[Items from a labeling collection]
= = =

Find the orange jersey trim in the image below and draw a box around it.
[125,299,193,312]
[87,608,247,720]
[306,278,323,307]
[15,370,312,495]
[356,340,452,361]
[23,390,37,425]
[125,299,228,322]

= = =

◆ **Exercise directions**
Convert the data above into a JSON list of strings, with one string for each line and any blank lines omitted.

◆ **Solution to this task**
[
  "Find the orange jersey trim in the image below and draw a box around it.",
  "[125,299,193,312]",
  "[87,608,247,720]",
  "[306,278,323,307]",
  "[15,370,312,495]",
  "[356,340,452,361]",
  "[23,390,37,425]",
  "[125,299,228,322]"
]